**LIST OF TASKS**
A – Say whether each statement below agrees with the passage on fun at work, answering yes or no and quoting the deciding words of the text. (i) The writer strongly favors fun-at-work programs. (ii) Programs usually cost money. (iii) Children have to be taught how to play.
B – Take the passage on fun at work further, starting after its final sentence.

**GIVEN PASSAGE**
****
Having fun should never be hard. If creating a fun at work program is proving to be difficult, you are doing it all wrong.
Think about the last time you had a great time, at the end of it all, did you look back and say, wow that was really hard?
No, more likely the time just flew right by. For this reason, I'm not a real fan of a fun at work program. Programs require a lot of work, energy and usually money. They evolve around goals and objectives and suck the natural fun out of it.
After all, play, humor and fun are spontaneous. Just like the minute you try to analyze a joke, it ceases to be funny- the more you try to artificially force fun at work, the less likely it will actually be fun.
The best way to grow a fun workplace is to support it and get out of the way. Fun and funny are organic and most people instinctively know how to have fun. Just notice how children play naturally, they don't have to be forced or taught how.
****
**DATA EXTRACT**
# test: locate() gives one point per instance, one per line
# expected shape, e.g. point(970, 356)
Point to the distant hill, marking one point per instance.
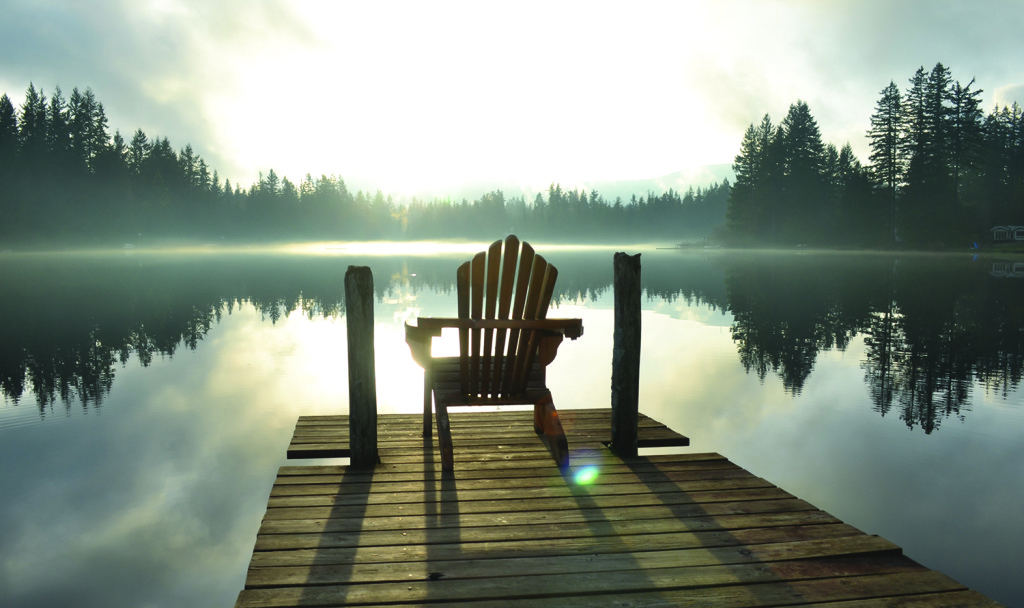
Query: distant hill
****
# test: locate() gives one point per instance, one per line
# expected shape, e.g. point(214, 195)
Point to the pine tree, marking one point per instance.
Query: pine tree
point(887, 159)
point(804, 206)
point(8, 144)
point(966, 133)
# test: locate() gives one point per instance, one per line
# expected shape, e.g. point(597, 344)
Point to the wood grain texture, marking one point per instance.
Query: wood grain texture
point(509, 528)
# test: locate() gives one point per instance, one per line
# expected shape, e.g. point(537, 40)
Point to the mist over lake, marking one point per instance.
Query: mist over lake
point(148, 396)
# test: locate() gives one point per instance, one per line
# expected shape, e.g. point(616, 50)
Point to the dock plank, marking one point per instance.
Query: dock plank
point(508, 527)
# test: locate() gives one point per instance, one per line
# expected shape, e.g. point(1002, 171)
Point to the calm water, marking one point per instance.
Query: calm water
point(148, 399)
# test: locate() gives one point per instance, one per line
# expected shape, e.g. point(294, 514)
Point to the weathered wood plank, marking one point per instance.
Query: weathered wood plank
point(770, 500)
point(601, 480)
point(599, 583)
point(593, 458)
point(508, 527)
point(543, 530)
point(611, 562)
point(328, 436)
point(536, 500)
****
**ANSWERS BELOW**
A –
(i) No: "I'm not a real fan of a fun at work program."
(ii) Yes: "Programs require a lot of work, energy and usually money."
(iii) No: "they don't have to be forced or taught how."

B –
To encourage fun at work, just get out of the way and don't try to control it.
When funny things happen, laugh and spread the word. Retelling funny stories brings about the same endorphin rush as when it originally occurred. Overtime, these memories create your culture.
You've probably heard the saying, people who play together stay together. Not much bonds a group like laughter does. If people are playful and spontaneous at work, enjoy it.
Give teams opportunities to play. Playful routines, celebrations, group songs and cheers, can be fun. When you make group celebration fun, you will make it memorable.
Laugh at yourself, if you don't you are leaving the job to others. Seriously, people at work love poking fun at each other, their rituals, routines and nuances. Celebrate what makes your work ( or workplace) unique and weird.
Laugh at the Tough Stuff.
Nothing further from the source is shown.